EXCERPT:
"""
Researchers have found a strain of bacteria that can infect mosquitoes and make them resistant to the malaria parasite.
The study, in the journal Science, showed the parasite struggled to survive in infected mosquitoes.
Malaria is spread between people by the insects so it is hoped that giving mosquitoes malaria immunity could reduce human cases.
Experts said this was a first, distant prospect for malaria control.
Malaria is a major global disease. The World Health Organization estimates that 220 million people are infected annually and 660,000 die.
The study at Michigan State University in the US looked at the Wolbachia bacterium, which commonly infects insects.
It passes only from females to their offspring. In some insects the infection is exceptionally good at manipulating insects to boost the number of females for its own ends.
Wolbachia kills male embryos in some butterflies and ladybirds. In other situations, it can produce males that can breed only with infected females, and even allows some female wasps to give birth without mating.
Malaria-carrying Anopheles mosquitoes are not naturally plagued by Wolbachia, yet laboratory studies have shown that temporary infection made the insects immune to the malaria parasite.
The challenge was to turn a temporary infection into one that would be passed on. The research team found a strain of Wolbachia that could persist in one species of mosquito, Anopheles stephensi, for the entire length of the study - 34 generations.
Malaria parasites found it difficult to cope in these mosquitoes, with parasite levels fourfold lower than in uninfected bugs.
Research in Australia has shown that a different strain of Wolbachia can prevent the spread of dengue fever by mosquitoes. That research is more advanced and has been shown to work in large trials in the wild.
"""
ACTIONS TO TAKE:
**A.** According to the malaria article, how many generations did the Wolbachia strain persist in Anopheles stephensi?
**B.** Decide whether each statement agrees with the malaria article, answering yes or no and quoting the words of the article that settle it: (i) Anopheles mosquitoes are naturally infected by Wolbachia. (ii) Wolbachia is passed on only by females. (iii) The Australian work on dengue fever has been shown to work in large trials in the wild.
**C.** Carry the malaria article forward from its last sentence with another paragraph or two in the same style.

STORED DATA:
"""
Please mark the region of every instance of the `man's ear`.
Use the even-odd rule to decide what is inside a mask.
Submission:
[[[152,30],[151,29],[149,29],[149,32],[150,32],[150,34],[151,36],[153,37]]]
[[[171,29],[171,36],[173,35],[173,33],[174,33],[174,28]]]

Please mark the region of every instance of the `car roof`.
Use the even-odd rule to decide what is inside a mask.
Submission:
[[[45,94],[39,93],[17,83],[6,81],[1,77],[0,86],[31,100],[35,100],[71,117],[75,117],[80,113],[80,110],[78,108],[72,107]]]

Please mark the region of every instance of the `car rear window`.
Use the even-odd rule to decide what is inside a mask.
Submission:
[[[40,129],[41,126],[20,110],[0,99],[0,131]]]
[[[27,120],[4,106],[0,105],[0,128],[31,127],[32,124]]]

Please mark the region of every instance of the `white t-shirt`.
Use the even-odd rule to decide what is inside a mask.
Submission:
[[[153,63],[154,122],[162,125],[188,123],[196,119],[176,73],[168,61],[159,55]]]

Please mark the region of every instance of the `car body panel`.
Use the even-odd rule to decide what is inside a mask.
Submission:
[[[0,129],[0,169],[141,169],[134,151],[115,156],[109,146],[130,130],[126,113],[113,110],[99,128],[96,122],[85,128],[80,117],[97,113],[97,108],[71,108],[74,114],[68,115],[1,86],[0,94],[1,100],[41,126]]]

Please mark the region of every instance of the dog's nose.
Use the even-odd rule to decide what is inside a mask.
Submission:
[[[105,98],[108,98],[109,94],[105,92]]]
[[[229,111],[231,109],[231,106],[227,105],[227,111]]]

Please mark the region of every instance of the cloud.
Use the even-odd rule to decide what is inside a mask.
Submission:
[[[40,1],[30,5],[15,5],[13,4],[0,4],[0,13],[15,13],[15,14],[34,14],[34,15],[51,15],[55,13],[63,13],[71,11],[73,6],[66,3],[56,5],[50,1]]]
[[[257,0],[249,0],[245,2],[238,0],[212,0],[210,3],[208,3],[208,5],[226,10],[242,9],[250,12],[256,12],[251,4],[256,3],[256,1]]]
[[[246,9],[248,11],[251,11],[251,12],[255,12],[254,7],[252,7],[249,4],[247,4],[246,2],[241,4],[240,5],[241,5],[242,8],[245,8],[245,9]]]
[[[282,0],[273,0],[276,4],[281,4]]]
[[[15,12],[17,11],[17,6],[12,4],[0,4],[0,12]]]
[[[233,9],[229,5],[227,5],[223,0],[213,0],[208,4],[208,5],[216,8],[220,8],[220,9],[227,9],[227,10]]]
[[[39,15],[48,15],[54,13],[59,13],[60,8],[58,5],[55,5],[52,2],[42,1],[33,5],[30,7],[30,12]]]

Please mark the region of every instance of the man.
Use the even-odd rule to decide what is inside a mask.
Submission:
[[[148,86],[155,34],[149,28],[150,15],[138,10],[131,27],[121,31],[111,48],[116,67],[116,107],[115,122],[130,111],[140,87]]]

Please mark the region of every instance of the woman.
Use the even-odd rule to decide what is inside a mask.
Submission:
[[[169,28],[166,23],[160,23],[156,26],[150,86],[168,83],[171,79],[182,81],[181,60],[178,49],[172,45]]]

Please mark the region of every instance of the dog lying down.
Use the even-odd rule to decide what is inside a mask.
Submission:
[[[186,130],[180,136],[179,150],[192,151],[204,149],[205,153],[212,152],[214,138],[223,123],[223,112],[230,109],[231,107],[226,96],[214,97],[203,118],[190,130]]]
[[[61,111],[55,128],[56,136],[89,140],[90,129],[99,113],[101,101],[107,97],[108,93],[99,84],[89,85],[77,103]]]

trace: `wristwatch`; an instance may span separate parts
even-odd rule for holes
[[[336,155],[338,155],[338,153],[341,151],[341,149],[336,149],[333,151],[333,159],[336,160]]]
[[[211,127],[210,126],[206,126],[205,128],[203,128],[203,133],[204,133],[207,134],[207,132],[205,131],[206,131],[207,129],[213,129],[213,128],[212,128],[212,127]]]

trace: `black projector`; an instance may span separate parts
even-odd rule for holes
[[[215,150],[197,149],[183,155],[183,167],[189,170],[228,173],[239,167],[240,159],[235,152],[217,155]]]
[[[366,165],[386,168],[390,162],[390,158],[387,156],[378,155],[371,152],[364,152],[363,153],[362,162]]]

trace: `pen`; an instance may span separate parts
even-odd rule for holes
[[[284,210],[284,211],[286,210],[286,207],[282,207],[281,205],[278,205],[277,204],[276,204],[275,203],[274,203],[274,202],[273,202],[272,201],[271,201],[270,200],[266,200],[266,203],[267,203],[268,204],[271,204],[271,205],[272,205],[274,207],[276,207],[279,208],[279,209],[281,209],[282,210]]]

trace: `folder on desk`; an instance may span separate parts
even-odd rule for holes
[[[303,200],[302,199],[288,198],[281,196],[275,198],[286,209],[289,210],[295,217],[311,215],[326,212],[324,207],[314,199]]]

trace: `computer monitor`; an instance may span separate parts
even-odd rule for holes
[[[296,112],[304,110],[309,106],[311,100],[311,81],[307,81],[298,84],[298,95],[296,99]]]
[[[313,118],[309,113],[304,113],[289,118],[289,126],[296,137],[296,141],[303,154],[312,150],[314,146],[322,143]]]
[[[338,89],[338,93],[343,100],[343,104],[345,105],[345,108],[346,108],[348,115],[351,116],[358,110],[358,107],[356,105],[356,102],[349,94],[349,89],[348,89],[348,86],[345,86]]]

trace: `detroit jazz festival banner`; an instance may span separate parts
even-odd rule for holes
"""
RESULTS:
**A.** It persisted for 34 generations, the entire length of the study.

**B.**
(i) No: "Malaria-carrying Anopheles mosquitoes are not naturally plagued by Wolbachia"
(ii) Yes: "It passes only from females to their offspring."
(iii) Yes: "has been shown to work in large trials in the wild"

**C.**
Dr Anthony Fauci, director of the National Institute of Allergy and Infectious Diseases in the US, said this study was a proof of concept that the same could be done for malaria.
"If you can get it to survive and proliferate in the environment of mosquitoes in malaria-stricken areas, this could conceivably have an important impact on the control of malaria.
"I think the potential for this is very important. The implementation will be the challenge."
'Struggle to spread'
Commenting on the study, Prof David Conway, of the London School of Hygiene & Tropical Medicine, said: "It is interesting and is the first report of Wolbachia clearly replicating, but a number of things took away the punch."
He said the infected females produced fewer eggs than uninfected females, which meant the infection would struggle to spread in the real world.
Also he cautioned that it was in just one species, Anopheles stephensi, which carries malaria in the Middle East and South Asia. Anopheles gambiae, in Africa, is a bigger problem.
One of the researchers, Dr Zhiyong Xi, told the BBC: "We have done only one strain. If we target Anopheles gambiae we would need to apply the same technique again."
He added that if it could be shown to work then "the Wolbachia tool can complement currently available tools", such as mosquito nets and medication.